◆ **Job 1**
Select and copy every line of the records below that contains the word "background". Only exact matches in letter case count.

◆ **Extract provided**
Two decades ago, astronomers spotted one of the brightest exploding stars in more than 400 years.

Since that first sighting, the doomed star, called Supernova 1987A, has continued to fascinate astronomers with its spectacular light show. NASA's Hubble Space Telescope is one of many observatories that has been monitoring the blast's aftermath.

This image shows the entire region around the supernova. The most prominent feature in the image is a ring with dozens of bright spots. A shock wave of material unleashed by the stellar blast is slamming into regions along the ring's inner regions, heating them up, and causing them to glow. The ring, about a light-year across, was probably shed by the star about 20,000 years before it exploded.

Astronomers detected the first bright spot in 1997, but now they see dozens of spots around the ring. Only Hubble can see the individual bright spots. In the next few years, the entire ring will be ablaze as it absorbs the full force of the crash. The glowing ring is expected to become bright enough to illuminate the star's surroundings, providing astronomers with new information on how the star expelled material before the explosion.

◆ **Provided data**
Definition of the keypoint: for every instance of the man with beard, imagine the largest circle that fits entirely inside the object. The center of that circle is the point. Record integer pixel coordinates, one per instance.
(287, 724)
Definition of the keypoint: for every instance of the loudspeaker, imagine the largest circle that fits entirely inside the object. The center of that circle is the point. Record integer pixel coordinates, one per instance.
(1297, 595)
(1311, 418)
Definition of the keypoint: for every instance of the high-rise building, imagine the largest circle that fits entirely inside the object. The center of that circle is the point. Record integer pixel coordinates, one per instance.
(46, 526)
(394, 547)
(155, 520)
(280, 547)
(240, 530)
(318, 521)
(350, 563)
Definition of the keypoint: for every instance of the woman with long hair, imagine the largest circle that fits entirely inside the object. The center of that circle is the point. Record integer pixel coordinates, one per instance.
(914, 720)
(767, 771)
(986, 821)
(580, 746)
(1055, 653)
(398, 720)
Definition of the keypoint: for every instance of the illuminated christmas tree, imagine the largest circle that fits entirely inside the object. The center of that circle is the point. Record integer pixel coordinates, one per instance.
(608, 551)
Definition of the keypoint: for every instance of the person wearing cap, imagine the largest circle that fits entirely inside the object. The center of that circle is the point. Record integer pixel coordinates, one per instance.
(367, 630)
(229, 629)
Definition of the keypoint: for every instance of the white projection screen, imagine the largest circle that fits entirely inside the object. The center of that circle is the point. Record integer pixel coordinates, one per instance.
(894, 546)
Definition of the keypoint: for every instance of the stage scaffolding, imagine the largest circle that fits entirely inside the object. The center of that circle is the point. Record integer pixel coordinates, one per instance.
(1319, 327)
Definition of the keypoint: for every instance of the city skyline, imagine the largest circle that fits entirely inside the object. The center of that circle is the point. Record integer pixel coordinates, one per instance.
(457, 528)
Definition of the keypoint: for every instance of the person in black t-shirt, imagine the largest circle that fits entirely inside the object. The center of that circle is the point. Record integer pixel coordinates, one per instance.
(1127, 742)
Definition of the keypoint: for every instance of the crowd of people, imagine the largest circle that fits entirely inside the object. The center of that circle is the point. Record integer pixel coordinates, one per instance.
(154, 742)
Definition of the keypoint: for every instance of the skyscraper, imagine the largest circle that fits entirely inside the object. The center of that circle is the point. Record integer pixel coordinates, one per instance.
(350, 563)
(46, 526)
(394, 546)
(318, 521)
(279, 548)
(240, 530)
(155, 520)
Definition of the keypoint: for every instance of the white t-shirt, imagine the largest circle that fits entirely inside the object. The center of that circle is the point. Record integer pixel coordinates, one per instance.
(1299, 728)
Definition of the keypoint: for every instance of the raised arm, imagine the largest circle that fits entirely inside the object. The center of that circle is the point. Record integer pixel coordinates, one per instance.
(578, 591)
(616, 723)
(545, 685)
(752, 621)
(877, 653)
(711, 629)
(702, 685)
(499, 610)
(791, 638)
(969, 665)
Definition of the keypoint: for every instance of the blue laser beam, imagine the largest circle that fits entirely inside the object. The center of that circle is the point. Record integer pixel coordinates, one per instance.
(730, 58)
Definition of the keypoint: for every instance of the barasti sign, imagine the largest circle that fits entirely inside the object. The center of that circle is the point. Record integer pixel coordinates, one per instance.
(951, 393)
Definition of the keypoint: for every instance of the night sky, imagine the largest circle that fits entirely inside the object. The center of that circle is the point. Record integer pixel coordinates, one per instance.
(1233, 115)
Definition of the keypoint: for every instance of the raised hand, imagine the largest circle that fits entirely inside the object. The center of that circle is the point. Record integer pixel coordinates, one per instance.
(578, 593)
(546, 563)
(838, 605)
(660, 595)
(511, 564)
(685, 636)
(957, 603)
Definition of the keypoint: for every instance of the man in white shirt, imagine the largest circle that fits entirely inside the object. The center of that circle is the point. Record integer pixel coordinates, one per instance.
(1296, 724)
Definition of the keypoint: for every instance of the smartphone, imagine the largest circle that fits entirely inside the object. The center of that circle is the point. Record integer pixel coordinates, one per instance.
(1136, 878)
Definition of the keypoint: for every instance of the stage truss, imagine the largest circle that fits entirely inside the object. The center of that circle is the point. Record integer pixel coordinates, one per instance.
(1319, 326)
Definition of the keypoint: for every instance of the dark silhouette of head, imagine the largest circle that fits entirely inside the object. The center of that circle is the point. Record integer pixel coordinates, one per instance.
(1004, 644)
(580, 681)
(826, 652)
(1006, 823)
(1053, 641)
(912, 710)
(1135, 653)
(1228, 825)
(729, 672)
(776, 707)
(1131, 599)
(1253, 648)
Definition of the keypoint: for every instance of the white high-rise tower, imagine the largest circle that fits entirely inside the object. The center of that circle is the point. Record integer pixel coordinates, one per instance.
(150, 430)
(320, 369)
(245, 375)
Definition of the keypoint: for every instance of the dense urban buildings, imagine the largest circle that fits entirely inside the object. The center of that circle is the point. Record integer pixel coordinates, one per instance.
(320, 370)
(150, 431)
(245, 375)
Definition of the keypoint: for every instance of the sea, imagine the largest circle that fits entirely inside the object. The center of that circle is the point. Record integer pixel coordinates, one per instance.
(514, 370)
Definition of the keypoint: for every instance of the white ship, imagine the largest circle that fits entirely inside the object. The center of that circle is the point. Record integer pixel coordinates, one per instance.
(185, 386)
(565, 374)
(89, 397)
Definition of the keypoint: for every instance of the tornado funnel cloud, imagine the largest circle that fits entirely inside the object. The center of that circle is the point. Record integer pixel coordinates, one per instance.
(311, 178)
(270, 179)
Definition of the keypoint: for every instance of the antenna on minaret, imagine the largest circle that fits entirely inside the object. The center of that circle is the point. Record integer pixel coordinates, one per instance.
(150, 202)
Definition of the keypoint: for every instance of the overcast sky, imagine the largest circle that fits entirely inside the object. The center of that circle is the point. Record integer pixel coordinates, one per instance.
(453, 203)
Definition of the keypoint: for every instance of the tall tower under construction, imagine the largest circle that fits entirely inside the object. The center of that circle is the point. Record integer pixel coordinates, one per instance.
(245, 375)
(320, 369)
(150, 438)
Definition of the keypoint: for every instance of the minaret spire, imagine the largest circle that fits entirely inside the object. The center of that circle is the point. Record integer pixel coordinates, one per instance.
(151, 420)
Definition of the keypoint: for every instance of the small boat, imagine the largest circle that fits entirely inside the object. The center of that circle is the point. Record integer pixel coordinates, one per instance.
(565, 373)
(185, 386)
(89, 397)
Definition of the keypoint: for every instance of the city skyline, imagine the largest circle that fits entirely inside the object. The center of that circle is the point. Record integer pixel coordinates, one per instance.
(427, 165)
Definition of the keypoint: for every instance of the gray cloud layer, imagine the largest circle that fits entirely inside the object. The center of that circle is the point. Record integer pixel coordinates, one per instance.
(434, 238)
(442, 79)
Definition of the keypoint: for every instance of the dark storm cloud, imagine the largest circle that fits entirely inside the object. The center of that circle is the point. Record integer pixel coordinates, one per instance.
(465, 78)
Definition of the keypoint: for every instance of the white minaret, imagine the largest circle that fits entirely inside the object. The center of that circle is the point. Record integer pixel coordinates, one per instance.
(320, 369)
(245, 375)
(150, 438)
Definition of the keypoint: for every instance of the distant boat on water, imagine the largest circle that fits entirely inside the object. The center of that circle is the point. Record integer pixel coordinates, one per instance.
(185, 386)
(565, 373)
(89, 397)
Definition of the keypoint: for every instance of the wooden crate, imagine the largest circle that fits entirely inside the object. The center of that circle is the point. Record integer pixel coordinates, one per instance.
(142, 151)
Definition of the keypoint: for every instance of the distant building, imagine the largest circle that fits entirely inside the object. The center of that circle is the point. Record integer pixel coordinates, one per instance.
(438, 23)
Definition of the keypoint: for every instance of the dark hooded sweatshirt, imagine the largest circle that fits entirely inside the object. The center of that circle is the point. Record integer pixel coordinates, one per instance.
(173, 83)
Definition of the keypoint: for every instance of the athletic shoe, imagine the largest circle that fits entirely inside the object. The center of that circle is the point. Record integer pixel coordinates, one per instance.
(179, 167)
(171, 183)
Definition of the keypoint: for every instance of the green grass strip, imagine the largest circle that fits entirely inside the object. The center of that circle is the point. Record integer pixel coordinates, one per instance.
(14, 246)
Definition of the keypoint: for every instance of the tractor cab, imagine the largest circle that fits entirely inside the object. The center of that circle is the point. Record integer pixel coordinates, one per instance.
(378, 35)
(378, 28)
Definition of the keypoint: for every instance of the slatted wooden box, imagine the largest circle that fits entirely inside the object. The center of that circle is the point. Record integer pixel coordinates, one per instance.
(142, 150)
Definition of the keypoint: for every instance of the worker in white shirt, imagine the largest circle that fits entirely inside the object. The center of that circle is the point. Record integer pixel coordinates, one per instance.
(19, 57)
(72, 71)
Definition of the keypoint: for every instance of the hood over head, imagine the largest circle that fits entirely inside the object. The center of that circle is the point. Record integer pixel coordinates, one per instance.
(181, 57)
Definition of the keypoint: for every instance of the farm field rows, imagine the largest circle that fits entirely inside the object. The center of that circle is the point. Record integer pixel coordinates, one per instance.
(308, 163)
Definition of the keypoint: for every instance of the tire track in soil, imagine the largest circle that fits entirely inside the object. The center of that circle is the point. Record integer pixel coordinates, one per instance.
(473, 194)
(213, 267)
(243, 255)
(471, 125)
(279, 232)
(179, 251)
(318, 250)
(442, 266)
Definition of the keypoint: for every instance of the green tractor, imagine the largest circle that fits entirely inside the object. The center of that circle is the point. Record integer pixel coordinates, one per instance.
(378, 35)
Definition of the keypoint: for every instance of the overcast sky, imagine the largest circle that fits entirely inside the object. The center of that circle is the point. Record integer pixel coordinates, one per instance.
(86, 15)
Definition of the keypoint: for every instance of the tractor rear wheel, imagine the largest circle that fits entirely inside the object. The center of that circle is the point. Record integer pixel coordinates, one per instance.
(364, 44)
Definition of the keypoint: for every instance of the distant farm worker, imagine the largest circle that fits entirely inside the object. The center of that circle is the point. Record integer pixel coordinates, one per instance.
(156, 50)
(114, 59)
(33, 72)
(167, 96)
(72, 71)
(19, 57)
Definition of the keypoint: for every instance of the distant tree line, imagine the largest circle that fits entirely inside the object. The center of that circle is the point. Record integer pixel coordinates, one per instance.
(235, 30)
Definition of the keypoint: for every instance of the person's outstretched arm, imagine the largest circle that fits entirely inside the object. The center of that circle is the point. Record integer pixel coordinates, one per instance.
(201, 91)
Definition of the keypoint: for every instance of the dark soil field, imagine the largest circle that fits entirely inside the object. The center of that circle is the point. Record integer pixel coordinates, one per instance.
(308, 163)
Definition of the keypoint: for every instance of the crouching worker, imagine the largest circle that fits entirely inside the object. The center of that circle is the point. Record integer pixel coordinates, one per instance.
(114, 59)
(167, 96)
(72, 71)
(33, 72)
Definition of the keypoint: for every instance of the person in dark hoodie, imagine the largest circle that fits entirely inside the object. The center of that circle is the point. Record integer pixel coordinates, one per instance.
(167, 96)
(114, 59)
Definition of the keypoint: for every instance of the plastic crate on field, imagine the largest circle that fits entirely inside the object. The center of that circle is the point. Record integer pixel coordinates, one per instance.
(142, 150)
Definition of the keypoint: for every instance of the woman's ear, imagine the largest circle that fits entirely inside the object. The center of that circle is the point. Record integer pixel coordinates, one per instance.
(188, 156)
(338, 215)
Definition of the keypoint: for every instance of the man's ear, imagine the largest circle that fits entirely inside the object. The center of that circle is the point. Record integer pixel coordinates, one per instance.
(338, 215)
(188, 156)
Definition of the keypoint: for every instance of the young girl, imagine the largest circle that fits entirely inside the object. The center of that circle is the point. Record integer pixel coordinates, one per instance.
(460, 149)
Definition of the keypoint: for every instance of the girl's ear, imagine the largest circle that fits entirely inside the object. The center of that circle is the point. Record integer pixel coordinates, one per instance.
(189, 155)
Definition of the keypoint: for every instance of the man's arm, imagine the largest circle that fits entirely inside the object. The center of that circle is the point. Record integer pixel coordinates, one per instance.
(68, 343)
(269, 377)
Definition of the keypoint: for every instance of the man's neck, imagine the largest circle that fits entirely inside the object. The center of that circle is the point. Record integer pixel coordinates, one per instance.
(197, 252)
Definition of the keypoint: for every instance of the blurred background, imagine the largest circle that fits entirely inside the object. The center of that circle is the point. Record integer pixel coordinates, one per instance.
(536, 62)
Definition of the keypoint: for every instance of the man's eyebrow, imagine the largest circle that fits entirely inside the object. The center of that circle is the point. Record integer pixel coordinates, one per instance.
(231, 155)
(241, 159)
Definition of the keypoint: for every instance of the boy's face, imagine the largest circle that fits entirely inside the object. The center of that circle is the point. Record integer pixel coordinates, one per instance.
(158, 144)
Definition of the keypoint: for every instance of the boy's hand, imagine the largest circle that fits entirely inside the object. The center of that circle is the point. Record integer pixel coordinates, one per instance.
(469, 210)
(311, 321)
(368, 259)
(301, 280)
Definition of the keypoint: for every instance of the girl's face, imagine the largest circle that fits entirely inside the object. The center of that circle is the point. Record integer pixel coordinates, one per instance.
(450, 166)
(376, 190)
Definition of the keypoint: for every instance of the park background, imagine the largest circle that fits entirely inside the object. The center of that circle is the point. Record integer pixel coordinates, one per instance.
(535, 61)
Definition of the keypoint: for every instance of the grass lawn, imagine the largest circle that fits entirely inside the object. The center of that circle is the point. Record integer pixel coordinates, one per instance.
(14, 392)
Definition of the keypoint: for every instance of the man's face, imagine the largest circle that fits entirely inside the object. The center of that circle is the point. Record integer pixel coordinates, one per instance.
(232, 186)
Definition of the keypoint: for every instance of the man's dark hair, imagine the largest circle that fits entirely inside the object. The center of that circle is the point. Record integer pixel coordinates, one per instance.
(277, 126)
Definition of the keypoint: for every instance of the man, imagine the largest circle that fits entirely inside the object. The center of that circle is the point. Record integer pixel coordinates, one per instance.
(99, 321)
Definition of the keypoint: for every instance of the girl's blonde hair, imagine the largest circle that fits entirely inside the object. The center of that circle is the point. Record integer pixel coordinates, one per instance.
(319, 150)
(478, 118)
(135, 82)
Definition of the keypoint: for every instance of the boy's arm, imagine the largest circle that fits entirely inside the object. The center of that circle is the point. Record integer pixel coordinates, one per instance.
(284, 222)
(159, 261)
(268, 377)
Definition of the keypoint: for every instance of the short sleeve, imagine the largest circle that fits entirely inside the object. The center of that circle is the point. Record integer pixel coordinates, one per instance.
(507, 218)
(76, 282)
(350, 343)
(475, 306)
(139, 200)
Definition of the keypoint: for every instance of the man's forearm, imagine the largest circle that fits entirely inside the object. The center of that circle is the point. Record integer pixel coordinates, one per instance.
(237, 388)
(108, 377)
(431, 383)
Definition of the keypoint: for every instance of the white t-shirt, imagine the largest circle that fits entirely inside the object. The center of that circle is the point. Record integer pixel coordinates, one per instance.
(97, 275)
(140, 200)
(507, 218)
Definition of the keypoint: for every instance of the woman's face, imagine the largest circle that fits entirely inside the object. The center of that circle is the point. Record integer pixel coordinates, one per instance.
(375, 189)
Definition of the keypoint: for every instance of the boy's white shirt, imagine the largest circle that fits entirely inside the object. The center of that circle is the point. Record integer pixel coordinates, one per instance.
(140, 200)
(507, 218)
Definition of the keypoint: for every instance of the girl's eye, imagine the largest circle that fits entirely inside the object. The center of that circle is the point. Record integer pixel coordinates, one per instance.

◆ **Job 2**
Print the passage on Supernova 1987A above in full, word for word.

◆ **Finished answer 1**
Definition of the keypoint: for every instance of the blurred background, imagine the largest circle that fits entirely inside the object. The center of that circle is the point. Record integer pixel coordinates, one per instance.
Definition of the keypoint: for every instance of the park background, imagine the largest circle that fits entirely inside the object. The center of that circle is the point. Record integer pixel coordinates, one per instance.

◆ **Finished answer 2**
Two decades ago, astronomers spotted one of the brightest exploding stars in more than 400 years.

Since that first sighting, the doomed star, called Supernova 1987A, has continued to fascinate astronomers with its spectacular light show. NASA's Hubble Space Telescope is one of many observatories that has been monitoring the blast's aftermath.

This image shows the entire region around the supernova. The most prominent feature in the image is a ring with dozens of bright spots. A shock wave of material unleashed by the stellar blast is slamming into regions along the ring's inner regions, heating them up, and causing them to glow. The ring, about a light-year across, was probably shed by the star about 20,000 years before it exploded.

Astronomers detected the first bright spot in 1997, but now they see dozens of spots around the ring. Only Hubble can see the individual bright spots. In the next few years, the entire ring will be ablaze as it absorbs the full force of the crash. The glowing ring is expected to become bright enough to illuminate the star's surroundings, providing astronomers with new information on how the star expelled material before the explosion.